» Exercise details
Retype every entry in its entirety, without alteration.

» Material
....................
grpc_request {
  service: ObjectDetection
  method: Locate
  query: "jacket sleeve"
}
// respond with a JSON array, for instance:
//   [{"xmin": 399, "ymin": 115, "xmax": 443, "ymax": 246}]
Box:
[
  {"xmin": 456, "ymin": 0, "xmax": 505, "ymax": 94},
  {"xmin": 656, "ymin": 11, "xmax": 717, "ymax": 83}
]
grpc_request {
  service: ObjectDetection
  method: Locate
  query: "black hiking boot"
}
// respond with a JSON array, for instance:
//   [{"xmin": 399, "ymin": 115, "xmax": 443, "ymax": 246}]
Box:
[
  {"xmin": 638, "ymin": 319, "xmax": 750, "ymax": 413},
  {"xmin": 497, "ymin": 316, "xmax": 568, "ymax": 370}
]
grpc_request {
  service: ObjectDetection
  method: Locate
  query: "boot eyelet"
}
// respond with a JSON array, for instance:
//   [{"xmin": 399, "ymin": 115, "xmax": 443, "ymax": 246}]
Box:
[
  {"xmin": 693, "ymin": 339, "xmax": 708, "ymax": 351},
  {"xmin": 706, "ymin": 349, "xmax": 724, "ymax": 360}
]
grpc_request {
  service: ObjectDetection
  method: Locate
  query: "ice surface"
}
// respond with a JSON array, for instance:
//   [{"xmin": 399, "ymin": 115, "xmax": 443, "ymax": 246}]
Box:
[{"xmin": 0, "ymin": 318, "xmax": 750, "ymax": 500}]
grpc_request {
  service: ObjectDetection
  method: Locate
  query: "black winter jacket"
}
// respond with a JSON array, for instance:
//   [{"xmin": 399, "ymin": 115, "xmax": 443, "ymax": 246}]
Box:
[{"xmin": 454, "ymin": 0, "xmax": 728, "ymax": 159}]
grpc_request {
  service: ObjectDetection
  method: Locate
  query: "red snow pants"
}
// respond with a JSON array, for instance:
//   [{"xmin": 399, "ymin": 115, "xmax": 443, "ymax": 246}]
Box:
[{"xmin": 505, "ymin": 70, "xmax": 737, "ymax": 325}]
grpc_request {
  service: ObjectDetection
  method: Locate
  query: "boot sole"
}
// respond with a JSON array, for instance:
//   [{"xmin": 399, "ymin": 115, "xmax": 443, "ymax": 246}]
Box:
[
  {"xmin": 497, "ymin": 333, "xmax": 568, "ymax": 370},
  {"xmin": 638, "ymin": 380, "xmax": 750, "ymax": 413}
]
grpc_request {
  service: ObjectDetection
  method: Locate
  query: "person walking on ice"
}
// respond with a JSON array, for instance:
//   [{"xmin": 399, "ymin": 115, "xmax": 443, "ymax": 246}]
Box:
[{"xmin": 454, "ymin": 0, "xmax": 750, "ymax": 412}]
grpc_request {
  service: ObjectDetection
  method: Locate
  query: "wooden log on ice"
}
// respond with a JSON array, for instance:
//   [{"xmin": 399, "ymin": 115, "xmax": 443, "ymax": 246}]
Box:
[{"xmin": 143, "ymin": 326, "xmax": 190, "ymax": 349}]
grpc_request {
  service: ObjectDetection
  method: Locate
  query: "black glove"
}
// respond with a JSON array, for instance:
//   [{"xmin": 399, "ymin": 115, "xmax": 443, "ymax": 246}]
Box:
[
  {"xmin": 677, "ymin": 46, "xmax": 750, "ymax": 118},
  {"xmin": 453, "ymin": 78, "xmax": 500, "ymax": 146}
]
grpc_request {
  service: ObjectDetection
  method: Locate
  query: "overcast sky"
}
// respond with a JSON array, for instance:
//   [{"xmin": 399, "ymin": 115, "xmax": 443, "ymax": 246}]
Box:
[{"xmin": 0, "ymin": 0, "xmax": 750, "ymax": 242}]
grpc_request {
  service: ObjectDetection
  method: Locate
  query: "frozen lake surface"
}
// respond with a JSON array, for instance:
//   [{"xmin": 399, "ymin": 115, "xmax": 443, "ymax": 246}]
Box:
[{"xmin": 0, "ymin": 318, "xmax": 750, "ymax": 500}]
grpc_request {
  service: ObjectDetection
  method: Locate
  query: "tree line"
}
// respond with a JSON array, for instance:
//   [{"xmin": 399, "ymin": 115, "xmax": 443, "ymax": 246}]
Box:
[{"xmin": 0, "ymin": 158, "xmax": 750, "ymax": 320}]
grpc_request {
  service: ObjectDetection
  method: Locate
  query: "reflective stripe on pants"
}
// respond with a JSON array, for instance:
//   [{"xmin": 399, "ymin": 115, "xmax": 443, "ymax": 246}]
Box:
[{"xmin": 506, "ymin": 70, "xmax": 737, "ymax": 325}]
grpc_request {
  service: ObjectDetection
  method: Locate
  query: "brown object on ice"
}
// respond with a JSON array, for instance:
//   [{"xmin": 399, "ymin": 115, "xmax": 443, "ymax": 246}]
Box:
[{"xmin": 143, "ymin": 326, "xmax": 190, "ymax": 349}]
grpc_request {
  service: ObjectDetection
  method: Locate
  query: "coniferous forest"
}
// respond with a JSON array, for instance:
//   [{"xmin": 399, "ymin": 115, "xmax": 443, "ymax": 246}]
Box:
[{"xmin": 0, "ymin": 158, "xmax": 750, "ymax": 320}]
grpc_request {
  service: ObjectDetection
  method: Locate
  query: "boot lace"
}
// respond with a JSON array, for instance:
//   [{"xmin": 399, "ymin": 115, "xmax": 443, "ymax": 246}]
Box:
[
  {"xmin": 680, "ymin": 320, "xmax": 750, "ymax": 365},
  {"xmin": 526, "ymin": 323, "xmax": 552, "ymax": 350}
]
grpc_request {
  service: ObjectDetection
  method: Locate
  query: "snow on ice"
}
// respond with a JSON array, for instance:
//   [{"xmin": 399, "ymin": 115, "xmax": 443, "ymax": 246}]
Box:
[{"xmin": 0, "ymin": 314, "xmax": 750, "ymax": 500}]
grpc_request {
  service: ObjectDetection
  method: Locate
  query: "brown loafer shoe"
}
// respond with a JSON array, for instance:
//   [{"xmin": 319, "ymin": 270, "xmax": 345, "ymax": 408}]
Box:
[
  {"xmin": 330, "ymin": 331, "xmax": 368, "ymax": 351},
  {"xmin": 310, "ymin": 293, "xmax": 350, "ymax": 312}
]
....................
» Response below
grpc_request {
  service: ObjectDetection
  method: Locate
  query: "jacket sleeve"
}
// respond with a JSON array, for instance:
//   [{"xmin": 399, "ymin": 115, "xmax": 443, "ymax": 246}]
Box:
[
  {"xmin": 456, "ymin": 0, "xmax": 505, "ymax": 94},
  {"xmin": 656, "ymin": 11, "xmax": 717, "ymax": 83}
]
grpc_request {
  service: ObjectDetection
  method: Locate
  query: "black hiking boot"
}
// respond with a JSON array, for instance:
//   [{"xmin": 399, "ymin": 115, "xmax": 443, "ymax": 246}]
Box:
[
  {"xmin": 638, "ymin": 319, "xmax": 750, "ymax": 413},
  {"xmin": 497, "ymin": 316, "xmax": 568, "ymax": 370}
]
grpc_request {
  service: ObjectDetection
  method: Locate
  query: "boot eyelet"
}
// respond with a JSON array, for instance:
//   [{"xmin": 399, "ymin": 115, "xmax": 443, "ymax": 246}]
Box:
[
  {"xmin": 693, "ymin": 339, "xmax": 708, "ymax": 351},
  {"xmin": 706, "ymin": 349, "xmax": 724, "ymax": 360}
]
grpc_request {
  service: ObjectDetection
  method: Locate
  query: "ice surface"
}
// respond with a JSON array, for instance:
//   [{"xmin": 399, "ymin": 115, "xmax": 443, "ymax": 246}]
Box:
[{"xmin": 0, "ymin": 318, "xmax": 750, "ymax": 500}]
grpc_request {
  service: ObjectDetection
  method: Locate
  query: "black winter jacket"
}
// respond with a JSON array, for instance:
//   [{"xmin": 399, "ymin": 115, "xmax": 443, "ymax": 246}]
Box:
[{"xmin": 454, "ymin": 0, "xmax": 728, "ymax": 159}]
grpc_request {
  service: ObjectDetection
  method: Locate
  query: "red snow pants"
}
// respond with a JSON array, for instance:
//   [{"xmin": 399, "ymin": 115, "xmax": 443, "ymax": 246}]
Box:
[{"xmin": 505, "ymin": 70, "xmax": 737, "ymax": 325}]
grpc_request {
  service: ObjectDetection
  method: Locate
  query: "boot sole"
}
// respond with a JSON array, for instance:
//   [{"xmin": 399, "ymin": 115, "xmax": 443, "ymax": 246}]
Box:
[
  {"xmin": 497, "ymin": 333, "xmax": 568, "ymax": 370},
  {"xmin": 638, "ymin": 380, "xmax": 750, "ymax": 413}
]
grpc_request {
  service: ObjectDetection
  method: Locate
  query: "person walking on ice"
}
// respond with a JSON array, for instance:
//   [{"xmin": 399, "ymin": 115, "xmax": 443, "ymax": 246}]
Box:
[{"xmin": 454, "ymin": 0, "xmax": 750, "ymax": 412}]
grpc_request {
  service: ObjectDetection
  method: Locate
  query: "wooden log on ice"
}
// respond with a JSON array, for instance:
//   [{"xmin": 399, "ymin": 115, "xmax": 443, "ymax": 246}]
Box:
[{"xmin": 143, "ymin": 326, "xmax": 190, "ymax": 349}]
grpc_request {
  service: ObjectDetection
  method: Locate
  query: "black glove"
}
// respond with a JSON array, for instance:
//   [{"xmin": 399, "ymin": 115, "xmax": 443, "ymax": 246}]
Box:
[
  {"xmin": 677, "ymin": 46, "xmax": 750, "ymax": 118},
  {"xmin": 453, "ymin": 78, "xmax": 500, "ymax": 146}
]
grpc_request {
  service: ObjectDetection
  method: Locate
  query: "overcast sky"
}
// respond with a JSON array, for instance:
//   [{"xmin": 399, "ymin": 115, "xmax": 443, "ymax": 246}]
Box:
[{"xmin": 0, "ymin": 0, "xmax": 750, "ymax": 242}]
grpc_request {
  service: ObjectDetection
  method: Locate
  query: "frozen lake surface"
}
// respond with a JSON array, for instance:
//   [{"xmin": 399, "ymin": 115, "xmax": 443, "ymax": 246}]
Box:
[{"xmin": 0, "ymin": 318, "xmax": 750, "ymax": 500}]
grpc_request {
  service: ObjectDetection
  method: Locate
  query: "tree line"
}
// respond with a JSON array, for instance:
//   [{"xmin": 399, "ymin": 115, "xmax": 443, "ymax": 246}]
Box:
[{"xmin": 0, "ymin": 158, "xmax": 750, "ymax": 320}]
grpc_request {
  service: ObjectDetection
  method: Locate
  query: "reflective stripe on pants"
}
// respond with a JSON array, for instance:
//   [{"xmin": 399, "ymin": 115, "xmax": 443, "ymax": 246}]
Box:
[{"xmin": 506, "ymin": 70, "xmax": 737, "ymax": 325}]
grpc_request {
  service: ObjectDetection
  method: Locate
  query: "brown object on ice"
}
// respond with a JSON array, for instance:
//   [{"xmin": 399, "ymin": 115, "xmax": 443, "ymax": 246}]
Box:
[{"xmin": 143, "ymin": 326, "xmax": 190, "ymax": 349}]
grpc_request {
  service: ObjectDetection
  method: Locate
  query: "coniferous forest"
}
// respond with a JSON array, for instance:
//   [{"xmin": 399, "ymin": 115, "xmax": 443, "ymax": 246}]
Box:
[{"xmin": 0, "ymin": 158, "xmax": 750, "ymax": 320}]
grpc_request {
  service: ObjectDetection
  method: Locate
  query: "boot lace"
}
// respond with a JSON array, for instance:
//   [{"xmin": 399, "ymin": 115, "xmax": 443, "ymax": 246}]
Box:
[
  {"xmin": 680, "ymin": 320, "xmax": 750, "ymax": 365},
  {"xmin": 526, "ymin": 323, "xmax": 552, "ymax": 350}
]
grpc_request {
  service: ObjectDetection
  method: Locate
  query: "snow on ice"
}
// respond with a JSON array, for instance:
//   [{"xmin": 399, "ymin": 115, "xmax": 443, "ymax": 246}]
Box:
[{"xmin": 0, "ymin": 314, "xmax": 750, "ymax": 500}]
grpc_request {
  service: ObjectDetection
  method: Locate
  query: "brown loafer shoe"
}
// respond with a JSON array, for instance:
//   [{"xmin": 319, "ymin": 270, "xmax": 345, "ymax": 408}]
Box:
[
  {"xmin": 330, "ymin": 331, "xmax": 368, "ymax": 351},
  {"xmin": 310, "ymin": 293, "xmax": 350, "ymax": 312}
]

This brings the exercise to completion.